Set each entry down exactly as written.

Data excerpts
=== Section Start ===

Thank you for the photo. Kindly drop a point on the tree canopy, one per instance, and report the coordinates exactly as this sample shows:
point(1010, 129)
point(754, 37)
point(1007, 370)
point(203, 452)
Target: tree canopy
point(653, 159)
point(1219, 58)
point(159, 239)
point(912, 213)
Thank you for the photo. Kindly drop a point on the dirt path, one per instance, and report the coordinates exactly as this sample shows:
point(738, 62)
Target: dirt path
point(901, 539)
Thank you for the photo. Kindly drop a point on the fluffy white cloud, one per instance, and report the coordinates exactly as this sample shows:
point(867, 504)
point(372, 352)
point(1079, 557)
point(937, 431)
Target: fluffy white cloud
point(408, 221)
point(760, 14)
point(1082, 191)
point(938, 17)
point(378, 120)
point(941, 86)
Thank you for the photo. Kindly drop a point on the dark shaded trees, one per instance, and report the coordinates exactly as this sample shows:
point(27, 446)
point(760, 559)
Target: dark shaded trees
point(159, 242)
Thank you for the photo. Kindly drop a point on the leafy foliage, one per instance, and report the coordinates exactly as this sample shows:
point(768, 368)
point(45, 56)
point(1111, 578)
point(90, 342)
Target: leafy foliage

=== Section End ===

> _Result for this exercise_
Thank you for the photo. Kindly drop a point on the tree canopy, one per instance, and report the coordinates exactly as this sample shows:
point(1010, 129)
point(754, 37)
point(1007, 370)
point(203, 452)
Target: tree canopy
point(653, 159)
point(1219, 58)
point(159, 239)
point(912, 213)
Thank you for the photo. Kindly drop a point on the dirt path, one per instance, and report the coordinates exactly as this sample shows:
point(738, 62)
Target: dirt path
point(901, 539)
Thank you for the photo. Kindly drop a point on the fluffy white cloud, one per instance, and report the coordinates exactly as this sample shows:
point(867, 504)
point(372, 352)
point(1079, 557)
point(937, 431)
Target: fluffy white cloud
point(408, 221)
point(760, 14)
point(1082, 191)
point(938, 17)
point(378, 120)
point(941, 86)
Thank you for the photo. Kindly drop a point on the dark shaded trees, one per instance, and report the coordinates exactly as this sample shows:
point(27, 446)
point(760, 559)
Target: dark shaded trees
point(159, 242)
Thank you for the photo. Kindly drop a point on the leafy foliage, one per instance, and report the coordinates exactly as this sample shows:
point(768, 368)
point(45, 56)
point(1111, 578)
point(90, 342)
Target: leafy foliage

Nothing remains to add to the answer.